YOUR INSTRUCTIONS -
Where does the word "navy" occur in the data below? Copy each line that holds it.

****************************************

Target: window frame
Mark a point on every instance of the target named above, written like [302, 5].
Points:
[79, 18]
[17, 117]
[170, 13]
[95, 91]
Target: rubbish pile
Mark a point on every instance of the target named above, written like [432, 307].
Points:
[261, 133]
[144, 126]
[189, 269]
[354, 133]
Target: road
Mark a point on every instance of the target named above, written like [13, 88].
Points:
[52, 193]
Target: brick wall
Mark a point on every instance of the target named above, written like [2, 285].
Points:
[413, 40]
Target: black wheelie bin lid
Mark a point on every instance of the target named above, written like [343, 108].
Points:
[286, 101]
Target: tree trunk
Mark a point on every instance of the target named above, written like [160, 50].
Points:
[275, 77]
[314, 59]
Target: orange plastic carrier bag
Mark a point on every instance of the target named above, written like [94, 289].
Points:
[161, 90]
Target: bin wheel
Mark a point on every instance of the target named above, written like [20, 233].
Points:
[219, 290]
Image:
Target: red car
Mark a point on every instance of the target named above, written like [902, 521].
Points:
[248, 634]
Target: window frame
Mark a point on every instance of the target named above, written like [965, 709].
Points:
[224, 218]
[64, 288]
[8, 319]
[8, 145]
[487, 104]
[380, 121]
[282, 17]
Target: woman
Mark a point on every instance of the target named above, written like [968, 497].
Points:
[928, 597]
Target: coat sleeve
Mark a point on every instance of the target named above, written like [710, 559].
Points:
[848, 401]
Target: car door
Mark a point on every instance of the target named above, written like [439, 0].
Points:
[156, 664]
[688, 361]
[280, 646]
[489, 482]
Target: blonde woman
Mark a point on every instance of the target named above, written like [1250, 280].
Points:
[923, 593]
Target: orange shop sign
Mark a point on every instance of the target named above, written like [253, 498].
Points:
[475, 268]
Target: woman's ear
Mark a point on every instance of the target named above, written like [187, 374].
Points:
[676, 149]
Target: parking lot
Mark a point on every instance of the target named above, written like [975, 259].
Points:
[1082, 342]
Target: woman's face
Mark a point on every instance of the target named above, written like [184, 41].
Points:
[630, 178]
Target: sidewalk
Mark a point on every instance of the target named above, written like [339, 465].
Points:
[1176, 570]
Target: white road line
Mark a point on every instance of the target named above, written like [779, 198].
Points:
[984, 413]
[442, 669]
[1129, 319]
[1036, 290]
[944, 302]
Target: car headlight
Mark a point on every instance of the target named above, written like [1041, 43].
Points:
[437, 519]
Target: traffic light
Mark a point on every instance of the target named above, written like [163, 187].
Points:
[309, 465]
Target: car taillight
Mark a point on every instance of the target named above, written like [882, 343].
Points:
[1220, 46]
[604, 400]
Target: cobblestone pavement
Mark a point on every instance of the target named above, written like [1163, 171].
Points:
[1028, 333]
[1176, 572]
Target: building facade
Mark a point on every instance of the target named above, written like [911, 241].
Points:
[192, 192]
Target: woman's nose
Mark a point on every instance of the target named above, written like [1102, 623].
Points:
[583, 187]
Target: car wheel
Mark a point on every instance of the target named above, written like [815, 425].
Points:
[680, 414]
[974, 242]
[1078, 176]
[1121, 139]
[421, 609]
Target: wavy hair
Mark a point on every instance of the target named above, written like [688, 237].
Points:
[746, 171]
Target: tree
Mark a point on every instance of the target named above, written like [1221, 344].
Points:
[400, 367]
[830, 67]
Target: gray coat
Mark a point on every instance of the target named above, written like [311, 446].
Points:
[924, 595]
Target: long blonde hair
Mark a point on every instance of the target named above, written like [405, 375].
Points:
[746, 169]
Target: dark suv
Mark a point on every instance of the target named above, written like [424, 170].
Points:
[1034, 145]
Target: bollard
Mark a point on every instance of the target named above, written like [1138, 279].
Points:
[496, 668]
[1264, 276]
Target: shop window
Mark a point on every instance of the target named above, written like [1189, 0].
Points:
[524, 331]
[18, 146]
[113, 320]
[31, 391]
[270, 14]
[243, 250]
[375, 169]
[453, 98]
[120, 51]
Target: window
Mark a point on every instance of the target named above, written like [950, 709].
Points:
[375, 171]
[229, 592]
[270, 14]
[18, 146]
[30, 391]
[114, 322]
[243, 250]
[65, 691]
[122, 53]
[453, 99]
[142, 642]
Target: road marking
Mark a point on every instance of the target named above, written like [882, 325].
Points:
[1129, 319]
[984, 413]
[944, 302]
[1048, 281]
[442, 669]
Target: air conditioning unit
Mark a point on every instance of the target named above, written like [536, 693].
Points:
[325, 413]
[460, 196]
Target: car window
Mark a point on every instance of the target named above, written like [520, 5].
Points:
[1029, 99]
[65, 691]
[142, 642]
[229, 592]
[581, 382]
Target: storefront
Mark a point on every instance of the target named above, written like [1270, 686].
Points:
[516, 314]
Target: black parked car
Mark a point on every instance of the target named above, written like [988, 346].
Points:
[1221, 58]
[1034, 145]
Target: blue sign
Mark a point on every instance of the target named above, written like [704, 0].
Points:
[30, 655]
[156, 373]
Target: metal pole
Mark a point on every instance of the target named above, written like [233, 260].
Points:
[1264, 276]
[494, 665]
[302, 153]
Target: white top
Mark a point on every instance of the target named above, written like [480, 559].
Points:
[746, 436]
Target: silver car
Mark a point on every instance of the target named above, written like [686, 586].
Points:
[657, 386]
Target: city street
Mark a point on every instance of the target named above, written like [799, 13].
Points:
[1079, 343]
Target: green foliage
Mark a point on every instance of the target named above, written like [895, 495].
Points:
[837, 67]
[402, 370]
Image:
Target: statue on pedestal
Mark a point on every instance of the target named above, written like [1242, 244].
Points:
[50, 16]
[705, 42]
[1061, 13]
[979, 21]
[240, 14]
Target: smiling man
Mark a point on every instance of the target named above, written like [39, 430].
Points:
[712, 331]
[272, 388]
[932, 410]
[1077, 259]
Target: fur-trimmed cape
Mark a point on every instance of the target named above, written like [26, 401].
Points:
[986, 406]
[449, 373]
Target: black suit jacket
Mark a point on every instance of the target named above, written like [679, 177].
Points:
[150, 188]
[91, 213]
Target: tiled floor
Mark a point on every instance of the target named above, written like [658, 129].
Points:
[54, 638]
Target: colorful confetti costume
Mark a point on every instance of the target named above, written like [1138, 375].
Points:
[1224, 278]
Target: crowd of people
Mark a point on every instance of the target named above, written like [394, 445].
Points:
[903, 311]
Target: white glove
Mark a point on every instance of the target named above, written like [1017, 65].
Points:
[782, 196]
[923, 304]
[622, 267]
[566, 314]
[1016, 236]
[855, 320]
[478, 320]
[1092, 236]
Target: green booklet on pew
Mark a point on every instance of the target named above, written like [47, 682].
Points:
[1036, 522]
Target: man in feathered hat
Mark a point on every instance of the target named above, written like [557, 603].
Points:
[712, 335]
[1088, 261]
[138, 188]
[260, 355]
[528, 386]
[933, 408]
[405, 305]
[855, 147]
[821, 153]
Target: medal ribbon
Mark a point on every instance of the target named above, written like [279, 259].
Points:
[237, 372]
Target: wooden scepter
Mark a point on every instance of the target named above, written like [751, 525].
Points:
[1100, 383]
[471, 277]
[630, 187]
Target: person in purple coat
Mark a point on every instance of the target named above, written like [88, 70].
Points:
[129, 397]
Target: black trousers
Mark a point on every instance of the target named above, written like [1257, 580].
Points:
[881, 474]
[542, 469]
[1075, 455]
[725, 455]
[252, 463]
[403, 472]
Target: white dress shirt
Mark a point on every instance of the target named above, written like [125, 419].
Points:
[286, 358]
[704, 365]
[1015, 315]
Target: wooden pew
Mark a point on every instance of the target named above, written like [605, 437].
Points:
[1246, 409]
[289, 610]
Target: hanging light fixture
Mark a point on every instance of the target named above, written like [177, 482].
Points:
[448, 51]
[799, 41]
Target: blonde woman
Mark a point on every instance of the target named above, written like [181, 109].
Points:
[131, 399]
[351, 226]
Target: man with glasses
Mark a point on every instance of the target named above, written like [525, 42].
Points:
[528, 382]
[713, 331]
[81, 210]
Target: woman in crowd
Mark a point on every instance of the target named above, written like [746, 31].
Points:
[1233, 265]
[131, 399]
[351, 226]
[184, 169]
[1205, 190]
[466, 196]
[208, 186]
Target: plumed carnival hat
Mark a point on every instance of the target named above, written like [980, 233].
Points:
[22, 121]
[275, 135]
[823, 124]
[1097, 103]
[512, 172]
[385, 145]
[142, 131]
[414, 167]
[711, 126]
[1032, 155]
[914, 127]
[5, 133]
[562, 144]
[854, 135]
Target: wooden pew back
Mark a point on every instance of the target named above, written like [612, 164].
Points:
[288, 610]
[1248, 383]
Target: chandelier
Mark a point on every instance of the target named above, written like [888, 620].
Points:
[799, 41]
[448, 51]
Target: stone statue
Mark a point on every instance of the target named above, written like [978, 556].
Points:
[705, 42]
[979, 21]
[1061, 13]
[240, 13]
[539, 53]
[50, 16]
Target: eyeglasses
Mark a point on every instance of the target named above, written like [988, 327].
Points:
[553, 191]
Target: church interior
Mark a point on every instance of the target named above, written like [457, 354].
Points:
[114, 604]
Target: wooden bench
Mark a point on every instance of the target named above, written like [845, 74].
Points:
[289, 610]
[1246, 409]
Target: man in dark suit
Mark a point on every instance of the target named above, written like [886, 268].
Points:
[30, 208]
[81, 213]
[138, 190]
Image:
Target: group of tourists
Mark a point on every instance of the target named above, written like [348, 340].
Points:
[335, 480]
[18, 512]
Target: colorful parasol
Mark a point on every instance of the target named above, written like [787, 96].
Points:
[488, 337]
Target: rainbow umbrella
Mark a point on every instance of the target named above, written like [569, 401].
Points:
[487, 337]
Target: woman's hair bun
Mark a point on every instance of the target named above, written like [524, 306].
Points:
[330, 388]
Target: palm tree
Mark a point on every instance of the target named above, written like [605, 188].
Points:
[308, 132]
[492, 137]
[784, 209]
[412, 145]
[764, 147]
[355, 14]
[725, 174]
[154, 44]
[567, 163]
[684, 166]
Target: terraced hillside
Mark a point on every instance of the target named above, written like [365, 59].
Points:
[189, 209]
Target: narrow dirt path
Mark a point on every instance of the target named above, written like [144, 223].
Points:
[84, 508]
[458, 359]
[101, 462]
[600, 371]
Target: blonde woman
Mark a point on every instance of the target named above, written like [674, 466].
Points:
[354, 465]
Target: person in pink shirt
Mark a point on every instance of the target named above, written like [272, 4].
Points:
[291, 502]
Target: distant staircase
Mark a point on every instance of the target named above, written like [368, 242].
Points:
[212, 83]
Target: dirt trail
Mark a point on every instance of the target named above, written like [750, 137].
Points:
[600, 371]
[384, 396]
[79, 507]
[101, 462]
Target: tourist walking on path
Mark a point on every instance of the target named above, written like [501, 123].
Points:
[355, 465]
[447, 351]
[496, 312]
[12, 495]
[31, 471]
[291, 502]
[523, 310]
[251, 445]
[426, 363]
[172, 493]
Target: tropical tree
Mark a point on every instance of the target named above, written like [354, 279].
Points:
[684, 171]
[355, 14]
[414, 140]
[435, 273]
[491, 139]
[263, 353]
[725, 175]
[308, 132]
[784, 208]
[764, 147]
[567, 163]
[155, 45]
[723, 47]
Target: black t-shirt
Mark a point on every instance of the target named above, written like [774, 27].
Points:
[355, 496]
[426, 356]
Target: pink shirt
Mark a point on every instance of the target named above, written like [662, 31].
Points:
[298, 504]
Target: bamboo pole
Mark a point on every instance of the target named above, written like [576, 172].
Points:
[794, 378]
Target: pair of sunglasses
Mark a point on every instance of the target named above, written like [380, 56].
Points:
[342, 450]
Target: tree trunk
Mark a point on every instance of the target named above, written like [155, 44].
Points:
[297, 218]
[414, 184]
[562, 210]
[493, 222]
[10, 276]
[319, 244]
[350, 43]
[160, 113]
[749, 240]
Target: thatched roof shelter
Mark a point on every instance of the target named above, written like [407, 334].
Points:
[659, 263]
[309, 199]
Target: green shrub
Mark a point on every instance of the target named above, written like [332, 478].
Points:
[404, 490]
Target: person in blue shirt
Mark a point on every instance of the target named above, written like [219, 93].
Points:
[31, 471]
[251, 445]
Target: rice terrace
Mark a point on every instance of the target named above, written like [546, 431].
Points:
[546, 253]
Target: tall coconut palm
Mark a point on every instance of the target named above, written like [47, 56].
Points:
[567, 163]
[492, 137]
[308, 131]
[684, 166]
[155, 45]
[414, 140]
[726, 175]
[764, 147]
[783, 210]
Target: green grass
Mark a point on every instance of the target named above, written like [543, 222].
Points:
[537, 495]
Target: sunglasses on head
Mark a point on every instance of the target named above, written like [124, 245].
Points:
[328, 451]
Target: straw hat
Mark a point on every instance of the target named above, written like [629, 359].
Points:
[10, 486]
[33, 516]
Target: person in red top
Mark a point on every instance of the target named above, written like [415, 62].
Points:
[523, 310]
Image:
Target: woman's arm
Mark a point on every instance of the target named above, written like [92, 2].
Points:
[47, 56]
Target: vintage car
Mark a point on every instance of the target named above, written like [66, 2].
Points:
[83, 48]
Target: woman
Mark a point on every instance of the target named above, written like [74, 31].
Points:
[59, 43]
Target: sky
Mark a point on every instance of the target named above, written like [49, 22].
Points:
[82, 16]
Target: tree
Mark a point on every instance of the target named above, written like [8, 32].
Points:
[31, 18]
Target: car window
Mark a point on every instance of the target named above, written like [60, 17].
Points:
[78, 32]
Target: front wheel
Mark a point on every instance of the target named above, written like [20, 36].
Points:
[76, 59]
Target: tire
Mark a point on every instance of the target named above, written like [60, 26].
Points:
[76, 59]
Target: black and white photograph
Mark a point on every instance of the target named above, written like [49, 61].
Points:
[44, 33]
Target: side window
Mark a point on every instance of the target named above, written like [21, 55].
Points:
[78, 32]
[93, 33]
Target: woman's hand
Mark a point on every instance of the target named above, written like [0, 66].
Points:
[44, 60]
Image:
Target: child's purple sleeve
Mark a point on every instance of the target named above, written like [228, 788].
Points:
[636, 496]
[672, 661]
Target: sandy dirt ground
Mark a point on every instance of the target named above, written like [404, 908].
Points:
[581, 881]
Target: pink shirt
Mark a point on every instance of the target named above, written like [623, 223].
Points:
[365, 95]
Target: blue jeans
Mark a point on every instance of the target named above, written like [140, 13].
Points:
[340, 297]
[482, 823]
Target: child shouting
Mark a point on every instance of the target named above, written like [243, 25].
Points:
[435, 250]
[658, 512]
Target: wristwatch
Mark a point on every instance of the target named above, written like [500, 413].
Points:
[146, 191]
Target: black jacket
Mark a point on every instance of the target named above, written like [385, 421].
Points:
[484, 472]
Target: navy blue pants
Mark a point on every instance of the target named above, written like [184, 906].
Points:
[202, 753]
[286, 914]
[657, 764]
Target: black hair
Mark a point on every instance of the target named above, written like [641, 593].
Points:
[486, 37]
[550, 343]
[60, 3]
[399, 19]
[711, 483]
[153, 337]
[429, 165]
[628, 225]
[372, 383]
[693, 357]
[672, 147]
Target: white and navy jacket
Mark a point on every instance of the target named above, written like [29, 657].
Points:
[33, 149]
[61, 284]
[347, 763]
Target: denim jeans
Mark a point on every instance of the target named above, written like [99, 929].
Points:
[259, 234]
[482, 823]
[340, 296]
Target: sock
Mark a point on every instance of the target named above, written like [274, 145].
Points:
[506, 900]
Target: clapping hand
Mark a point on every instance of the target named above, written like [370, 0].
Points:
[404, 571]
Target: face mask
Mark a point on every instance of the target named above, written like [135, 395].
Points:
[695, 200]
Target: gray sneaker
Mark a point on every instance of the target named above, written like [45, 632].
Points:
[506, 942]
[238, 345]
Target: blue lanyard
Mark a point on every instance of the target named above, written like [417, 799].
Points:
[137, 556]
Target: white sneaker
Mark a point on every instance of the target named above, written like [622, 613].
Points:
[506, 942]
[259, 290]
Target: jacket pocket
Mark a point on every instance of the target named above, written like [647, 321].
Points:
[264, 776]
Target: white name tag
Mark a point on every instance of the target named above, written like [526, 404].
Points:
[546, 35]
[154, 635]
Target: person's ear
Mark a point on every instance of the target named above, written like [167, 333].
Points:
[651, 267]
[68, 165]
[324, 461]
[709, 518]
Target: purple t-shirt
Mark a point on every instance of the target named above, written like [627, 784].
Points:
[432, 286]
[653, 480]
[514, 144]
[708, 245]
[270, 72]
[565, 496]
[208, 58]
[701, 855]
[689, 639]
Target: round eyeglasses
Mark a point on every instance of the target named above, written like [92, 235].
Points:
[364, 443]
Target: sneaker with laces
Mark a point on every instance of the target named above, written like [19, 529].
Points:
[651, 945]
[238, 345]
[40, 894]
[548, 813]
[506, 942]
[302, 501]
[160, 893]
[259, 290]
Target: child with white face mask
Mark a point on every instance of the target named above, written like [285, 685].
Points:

****************************************

ANSWER TO THE EXERCISE -
Target: navy blue pants
Target: white and navy jacket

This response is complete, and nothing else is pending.